* BEGIN EXTRACTED MATERIAL *

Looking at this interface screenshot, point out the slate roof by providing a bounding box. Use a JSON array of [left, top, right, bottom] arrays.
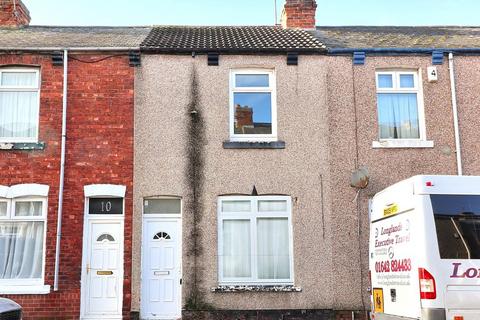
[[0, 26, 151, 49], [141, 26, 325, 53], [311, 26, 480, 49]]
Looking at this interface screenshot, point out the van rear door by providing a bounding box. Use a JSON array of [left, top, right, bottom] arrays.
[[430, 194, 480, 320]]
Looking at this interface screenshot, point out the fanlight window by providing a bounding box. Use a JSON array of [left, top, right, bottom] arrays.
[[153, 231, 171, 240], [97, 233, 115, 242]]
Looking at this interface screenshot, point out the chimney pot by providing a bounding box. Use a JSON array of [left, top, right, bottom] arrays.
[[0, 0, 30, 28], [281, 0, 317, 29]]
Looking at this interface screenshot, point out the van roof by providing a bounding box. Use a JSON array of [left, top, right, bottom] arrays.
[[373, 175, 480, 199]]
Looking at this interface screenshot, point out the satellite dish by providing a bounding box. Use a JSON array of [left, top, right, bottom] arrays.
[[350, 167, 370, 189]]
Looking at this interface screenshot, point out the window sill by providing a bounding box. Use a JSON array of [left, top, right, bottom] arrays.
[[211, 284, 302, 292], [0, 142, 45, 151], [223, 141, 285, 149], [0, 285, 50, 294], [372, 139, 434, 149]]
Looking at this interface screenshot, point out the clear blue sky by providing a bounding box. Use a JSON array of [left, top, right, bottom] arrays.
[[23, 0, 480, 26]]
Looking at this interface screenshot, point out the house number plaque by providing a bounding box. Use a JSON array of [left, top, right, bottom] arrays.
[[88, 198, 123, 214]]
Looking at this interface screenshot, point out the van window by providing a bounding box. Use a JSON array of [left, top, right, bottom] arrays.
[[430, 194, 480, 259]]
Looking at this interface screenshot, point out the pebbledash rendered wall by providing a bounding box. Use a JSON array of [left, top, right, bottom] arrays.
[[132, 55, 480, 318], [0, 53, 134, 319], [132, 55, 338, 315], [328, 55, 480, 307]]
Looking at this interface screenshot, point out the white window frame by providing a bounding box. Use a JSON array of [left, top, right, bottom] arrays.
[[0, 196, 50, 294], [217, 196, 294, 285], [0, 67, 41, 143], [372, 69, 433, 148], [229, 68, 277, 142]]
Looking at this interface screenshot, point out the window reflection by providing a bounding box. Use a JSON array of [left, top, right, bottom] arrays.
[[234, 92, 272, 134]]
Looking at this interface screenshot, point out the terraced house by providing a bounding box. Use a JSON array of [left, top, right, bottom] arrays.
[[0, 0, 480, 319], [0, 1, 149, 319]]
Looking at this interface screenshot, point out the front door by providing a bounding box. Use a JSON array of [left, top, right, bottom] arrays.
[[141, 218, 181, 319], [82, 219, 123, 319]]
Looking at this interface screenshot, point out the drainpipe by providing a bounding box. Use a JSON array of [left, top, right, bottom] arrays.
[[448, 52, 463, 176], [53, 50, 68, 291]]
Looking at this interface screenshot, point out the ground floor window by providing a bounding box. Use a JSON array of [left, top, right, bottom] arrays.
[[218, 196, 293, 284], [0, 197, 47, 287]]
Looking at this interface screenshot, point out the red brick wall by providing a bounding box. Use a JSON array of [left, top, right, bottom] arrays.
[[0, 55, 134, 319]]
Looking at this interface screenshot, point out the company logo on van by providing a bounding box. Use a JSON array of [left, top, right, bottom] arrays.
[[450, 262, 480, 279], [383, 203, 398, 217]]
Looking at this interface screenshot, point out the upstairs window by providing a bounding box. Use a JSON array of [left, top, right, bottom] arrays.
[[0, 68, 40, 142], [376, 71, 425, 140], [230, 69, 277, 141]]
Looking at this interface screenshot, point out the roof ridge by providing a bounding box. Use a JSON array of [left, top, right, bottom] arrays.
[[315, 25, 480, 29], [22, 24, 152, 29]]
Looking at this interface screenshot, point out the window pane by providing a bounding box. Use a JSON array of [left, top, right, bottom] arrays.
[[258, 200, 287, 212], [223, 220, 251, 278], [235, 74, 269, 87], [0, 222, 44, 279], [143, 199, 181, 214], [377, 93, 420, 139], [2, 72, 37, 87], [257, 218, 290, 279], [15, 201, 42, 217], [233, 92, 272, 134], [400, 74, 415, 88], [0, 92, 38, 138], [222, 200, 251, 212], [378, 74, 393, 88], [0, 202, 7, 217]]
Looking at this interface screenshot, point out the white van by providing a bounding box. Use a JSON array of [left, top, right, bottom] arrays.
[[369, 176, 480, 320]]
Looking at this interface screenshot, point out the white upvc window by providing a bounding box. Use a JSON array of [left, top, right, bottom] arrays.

* END EXTRACTED MATERIAL *

- TASK TO CARRY OUT: Give the part of the items that opens with the line containing "Looking at this interface screenshot, point out the terraced" and closes with the line containing "[[218, 196, 293, 284], [0, 197, 47, 287]]" as a numbered list, both of those lines included and blank lines left out.

- ANSWER TO THIS PROBLEM:
1. Looking at this interface screenshot, point out the terraced house by providing a bounding box. Use a JSON array of [left, top, right, bottom] arrays.
2. [[0, 0, 480, 319], [0, 1, 149, 319]]
3. Looking at this interface screenshot, point out the front door by providing a bounding box. Use a JSON array of [left, top, right, bottom] arrays.
4. [[141, 218, 181, 319], [82, 219, 123, 319]]
5. Looking at this interface screenshot, point out the drainpipe by providing a bounding box. Use a JSON array of [left, top, right, bottom] arrays.
6. [[448, 52, 463, 176], [53, 50, 68, 291]]
7. Looking at this interface screenshot, point out the ground floor window by providing a bounding box. Use a JSON array of [left, top, right, bottom] arrays.
8. [[218, 196, 293, 284], [0, 197, 47, 287]]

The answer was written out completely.